▸ Stated task: Collect every line of the rows below that contains the word "white", treating uppercase and lowercase letters as distinct.

**** Stored records ****

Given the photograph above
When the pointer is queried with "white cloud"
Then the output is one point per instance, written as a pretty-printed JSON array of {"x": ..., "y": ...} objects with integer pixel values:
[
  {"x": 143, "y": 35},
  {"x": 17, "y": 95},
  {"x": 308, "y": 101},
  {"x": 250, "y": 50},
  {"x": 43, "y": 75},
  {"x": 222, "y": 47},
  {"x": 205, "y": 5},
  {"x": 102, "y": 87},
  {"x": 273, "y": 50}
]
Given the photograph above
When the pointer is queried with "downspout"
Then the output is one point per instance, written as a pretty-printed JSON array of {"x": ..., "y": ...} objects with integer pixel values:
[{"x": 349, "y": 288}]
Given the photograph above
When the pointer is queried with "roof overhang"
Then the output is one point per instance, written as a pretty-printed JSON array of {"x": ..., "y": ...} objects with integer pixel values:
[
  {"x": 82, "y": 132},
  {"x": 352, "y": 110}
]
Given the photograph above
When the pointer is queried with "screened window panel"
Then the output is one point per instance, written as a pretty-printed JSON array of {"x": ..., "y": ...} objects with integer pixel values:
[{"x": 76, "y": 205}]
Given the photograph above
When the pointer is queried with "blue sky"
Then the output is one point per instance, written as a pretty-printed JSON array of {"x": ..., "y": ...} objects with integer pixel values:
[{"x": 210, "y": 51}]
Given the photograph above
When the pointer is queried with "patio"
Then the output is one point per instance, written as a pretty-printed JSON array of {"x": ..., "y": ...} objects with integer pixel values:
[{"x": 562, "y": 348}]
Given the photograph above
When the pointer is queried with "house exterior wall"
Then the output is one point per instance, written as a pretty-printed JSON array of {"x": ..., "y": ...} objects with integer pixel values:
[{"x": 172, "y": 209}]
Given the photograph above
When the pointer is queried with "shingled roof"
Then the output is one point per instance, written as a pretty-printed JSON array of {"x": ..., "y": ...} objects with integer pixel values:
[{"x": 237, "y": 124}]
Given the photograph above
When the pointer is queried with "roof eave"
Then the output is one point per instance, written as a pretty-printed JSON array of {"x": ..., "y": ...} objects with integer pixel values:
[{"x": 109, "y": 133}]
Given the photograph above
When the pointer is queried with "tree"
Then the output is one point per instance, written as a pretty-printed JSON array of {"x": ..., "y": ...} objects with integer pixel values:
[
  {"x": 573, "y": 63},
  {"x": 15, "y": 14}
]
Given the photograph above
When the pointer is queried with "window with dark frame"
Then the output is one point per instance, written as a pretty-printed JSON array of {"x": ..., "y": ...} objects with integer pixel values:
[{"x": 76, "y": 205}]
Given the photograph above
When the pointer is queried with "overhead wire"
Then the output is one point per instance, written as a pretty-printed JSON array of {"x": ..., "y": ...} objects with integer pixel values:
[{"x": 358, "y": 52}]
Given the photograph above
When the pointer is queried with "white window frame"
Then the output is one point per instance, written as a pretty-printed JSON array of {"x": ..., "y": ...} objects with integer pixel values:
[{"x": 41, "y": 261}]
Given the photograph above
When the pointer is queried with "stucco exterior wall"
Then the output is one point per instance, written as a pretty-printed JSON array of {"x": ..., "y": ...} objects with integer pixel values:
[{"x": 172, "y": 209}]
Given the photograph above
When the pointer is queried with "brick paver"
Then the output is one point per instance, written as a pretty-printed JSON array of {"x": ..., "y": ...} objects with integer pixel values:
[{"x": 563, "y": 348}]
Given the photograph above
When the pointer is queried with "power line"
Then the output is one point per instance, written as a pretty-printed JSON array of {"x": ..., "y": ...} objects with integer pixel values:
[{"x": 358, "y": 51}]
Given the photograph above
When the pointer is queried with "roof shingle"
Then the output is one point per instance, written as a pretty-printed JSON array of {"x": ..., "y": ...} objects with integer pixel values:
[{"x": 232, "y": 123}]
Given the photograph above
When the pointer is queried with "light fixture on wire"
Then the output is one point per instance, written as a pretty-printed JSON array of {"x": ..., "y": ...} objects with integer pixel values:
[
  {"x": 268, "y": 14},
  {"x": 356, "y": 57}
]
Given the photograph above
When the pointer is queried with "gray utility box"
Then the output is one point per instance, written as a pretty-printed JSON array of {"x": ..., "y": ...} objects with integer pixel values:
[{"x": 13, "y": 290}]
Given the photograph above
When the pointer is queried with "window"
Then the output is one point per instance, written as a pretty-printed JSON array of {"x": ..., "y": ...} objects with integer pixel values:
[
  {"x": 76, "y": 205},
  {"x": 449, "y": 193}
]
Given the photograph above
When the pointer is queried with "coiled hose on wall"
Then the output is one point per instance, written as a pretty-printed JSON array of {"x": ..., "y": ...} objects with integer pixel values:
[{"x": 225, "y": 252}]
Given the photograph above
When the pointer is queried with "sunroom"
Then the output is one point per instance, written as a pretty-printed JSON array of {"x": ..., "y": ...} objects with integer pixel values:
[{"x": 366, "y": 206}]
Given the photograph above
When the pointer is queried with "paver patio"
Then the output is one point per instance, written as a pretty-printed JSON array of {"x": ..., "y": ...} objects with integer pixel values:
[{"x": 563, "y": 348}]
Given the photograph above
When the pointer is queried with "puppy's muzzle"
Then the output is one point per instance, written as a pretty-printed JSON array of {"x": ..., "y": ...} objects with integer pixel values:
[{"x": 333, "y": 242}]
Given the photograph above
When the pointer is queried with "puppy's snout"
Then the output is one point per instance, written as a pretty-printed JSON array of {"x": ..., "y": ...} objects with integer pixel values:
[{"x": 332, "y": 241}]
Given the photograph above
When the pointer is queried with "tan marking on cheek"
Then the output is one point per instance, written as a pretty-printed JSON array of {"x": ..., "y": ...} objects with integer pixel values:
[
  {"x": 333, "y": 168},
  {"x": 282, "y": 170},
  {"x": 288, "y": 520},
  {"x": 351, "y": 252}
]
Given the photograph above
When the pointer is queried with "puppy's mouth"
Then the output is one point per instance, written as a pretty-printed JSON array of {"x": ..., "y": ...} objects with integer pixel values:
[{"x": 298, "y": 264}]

****
**** Stored records ****

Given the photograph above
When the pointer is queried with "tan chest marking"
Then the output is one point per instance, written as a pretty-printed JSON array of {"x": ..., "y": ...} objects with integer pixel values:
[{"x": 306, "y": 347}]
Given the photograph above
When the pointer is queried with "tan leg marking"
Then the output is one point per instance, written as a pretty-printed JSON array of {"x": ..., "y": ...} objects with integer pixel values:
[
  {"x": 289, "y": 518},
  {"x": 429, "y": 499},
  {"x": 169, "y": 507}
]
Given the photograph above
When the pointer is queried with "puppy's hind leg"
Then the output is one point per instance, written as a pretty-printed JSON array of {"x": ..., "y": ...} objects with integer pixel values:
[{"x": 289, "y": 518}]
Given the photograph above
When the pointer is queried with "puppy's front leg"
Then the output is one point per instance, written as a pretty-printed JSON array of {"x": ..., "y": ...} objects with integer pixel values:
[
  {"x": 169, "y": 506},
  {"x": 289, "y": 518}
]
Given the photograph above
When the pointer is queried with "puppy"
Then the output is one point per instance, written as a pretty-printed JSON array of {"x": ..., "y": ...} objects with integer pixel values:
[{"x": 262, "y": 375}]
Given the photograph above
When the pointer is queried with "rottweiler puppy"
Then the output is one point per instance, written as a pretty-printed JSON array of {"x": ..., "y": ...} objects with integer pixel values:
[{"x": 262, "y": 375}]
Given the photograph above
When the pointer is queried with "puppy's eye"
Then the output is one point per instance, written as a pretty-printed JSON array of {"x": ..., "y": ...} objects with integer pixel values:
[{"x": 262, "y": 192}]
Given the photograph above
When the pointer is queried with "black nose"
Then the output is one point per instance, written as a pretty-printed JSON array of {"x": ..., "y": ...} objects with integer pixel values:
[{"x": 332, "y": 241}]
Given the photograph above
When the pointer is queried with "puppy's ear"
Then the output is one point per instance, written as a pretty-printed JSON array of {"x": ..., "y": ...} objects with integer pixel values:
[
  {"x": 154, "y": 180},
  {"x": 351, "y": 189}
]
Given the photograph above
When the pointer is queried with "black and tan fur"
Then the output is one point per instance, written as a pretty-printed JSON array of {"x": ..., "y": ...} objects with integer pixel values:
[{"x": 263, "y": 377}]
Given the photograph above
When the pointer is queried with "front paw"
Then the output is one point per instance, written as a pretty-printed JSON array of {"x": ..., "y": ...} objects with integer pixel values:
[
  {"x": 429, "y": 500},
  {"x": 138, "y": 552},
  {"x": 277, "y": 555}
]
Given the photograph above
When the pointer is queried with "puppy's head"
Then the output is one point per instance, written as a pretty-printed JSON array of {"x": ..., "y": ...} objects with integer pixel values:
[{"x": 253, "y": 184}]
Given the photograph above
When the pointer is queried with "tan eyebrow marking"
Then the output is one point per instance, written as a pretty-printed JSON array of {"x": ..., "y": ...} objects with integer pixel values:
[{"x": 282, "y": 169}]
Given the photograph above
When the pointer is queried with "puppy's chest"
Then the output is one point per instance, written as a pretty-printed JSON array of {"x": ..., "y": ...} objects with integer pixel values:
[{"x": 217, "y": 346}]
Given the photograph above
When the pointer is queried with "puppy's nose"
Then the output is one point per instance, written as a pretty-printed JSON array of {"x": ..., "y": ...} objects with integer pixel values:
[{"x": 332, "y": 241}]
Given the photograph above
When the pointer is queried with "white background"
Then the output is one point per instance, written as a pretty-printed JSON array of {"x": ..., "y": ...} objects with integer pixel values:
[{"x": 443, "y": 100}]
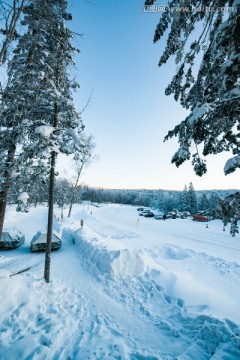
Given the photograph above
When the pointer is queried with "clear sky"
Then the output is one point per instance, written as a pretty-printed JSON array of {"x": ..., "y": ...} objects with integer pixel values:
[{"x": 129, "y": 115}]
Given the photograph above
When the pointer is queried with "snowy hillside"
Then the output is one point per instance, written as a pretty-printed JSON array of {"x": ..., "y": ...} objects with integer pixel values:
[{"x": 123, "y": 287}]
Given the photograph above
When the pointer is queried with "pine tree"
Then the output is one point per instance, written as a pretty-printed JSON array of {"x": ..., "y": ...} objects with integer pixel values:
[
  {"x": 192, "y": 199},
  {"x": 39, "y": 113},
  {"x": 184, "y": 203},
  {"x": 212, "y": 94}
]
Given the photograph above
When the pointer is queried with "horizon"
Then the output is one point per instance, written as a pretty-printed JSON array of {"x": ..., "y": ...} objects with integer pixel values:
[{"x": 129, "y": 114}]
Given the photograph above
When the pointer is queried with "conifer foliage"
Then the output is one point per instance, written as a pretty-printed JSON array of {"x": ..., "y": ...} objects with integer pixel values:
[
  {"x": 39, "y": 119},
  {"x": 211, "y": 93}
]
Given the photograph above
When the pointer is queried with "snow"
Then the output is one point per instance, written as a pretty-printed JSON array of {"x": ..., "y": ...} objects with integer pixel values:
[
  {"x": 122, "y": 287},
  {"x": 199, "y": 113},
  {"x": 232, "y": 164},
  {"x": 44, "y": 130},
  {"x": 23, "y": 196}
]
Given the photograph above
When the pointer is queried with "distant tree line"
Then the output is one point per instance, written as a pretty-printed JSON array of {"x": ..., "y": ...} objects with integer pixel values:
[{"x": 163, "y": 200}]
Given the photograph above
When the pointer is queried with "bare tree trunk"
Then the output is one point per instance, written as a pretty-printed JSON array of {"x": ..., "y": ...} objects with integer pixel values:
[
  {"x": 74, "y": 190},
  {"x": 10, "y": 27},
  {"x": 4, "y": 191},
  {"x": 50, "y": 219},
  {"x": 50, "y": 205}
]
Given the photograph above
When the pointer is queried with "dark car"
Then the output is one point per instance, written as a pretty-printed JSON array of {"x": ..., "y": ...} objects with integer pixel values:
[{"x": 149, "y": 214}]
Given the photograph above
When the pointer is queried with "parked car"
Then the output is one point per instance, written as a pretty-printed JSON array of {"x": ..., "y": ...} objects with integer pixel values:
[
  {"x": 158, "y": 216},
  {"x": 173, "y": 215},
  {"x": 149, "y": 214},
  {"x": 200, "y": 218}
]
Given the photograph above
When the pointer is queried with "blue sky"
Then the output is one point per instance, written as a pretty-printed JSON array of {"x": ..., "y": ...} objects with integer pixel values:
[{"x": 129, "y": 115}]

****
**** Stored records ****

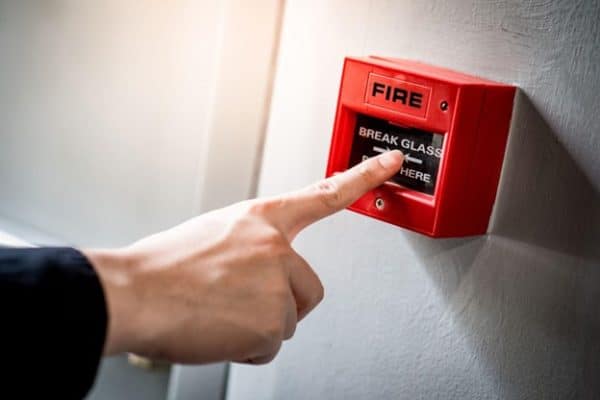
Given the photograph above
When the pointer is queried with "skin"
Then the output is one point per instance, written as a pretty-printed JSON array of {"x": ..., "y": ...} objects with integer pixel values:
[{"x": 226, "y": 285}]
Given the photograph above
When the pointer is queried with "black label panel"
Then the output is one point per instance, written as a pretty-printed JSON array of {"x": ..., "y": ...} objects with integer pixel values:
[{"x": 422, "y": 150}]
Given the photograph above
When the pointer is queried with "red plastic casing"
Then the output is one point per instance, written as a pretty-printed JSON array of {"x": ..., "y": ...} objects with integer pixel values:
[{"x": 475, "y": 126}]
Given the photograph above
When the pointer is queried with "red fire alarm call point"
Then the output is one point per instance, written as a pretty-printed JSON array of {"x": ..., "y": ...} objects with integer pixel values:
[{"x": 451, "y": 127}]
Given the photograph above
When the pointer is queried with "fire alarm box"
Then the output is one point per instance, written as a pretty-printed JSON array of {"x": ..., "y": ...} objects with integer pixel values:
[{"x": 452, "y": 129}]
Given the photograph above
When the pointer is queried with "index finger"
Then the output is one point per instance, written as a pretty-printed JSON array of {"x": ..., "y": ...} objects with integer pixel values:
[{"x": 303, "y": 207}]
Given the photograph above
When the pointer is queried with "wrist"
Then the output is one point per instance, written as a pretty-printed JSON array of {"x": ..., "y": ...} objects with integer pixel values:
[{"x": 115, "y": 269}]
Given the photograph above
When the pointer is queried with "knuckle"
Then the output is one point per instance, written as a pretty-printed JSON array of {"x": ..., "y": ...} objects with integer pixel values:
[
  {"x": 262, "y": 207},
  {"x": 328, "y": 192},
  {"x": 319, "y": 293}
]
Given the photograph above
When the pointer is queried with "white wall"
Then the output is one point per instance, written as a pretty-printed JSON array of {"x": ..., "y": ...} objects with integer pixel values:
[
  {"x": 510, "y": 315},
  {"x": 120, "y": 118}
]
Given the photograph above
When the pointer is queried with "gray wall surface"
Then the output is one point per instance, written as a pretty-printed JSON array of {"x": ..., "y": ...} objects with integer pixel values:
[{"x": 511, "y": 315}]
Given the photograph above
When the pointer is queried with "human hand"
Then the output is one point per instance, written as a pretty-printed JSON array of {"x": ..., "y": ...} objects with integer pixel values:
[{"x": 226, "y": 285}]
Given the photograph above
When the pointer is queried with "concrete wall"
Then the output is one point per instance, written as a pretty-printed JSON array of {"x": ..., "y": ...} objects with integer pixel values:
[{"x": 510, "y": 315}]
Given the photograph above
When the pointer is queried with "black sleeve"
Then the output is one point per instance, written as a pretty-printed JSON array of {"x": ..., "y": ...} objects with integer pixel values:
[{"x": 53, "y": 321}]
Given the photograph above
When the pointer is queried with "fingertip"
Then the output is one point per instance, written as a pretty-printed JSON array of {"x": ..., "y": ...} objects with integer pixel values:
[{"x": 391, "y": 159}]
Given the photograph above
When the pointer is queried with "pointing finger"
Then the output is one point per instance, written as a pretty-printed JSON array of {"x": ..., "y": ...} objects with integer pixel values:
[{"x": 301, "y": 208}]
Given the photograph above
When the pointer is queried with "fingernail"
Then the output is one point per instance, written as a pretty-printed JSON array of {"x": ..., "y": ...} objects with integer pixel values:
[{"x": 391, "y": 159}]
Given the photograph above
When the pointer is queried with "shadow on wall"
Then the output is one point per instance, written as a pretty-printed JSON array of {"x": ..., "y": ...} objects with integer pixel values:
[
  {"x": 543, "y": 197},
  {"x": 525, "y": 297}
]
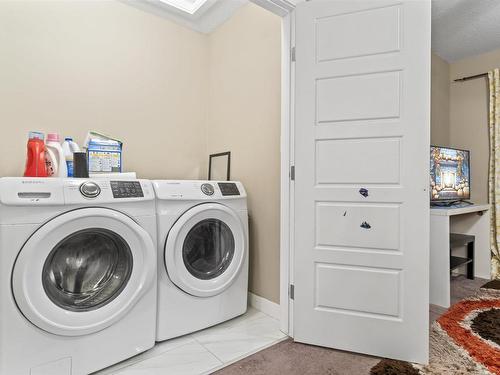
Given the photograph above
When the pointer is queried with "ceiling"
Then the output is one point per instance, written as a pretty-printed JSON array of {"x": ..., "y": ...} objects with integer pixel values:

****

▸ Solved problem:
When the pointer is queried with "white cloud"
When the pointer is queried with "white window frame"
When the pointer is queried with "white background"
When the pointer is queried with "white wall"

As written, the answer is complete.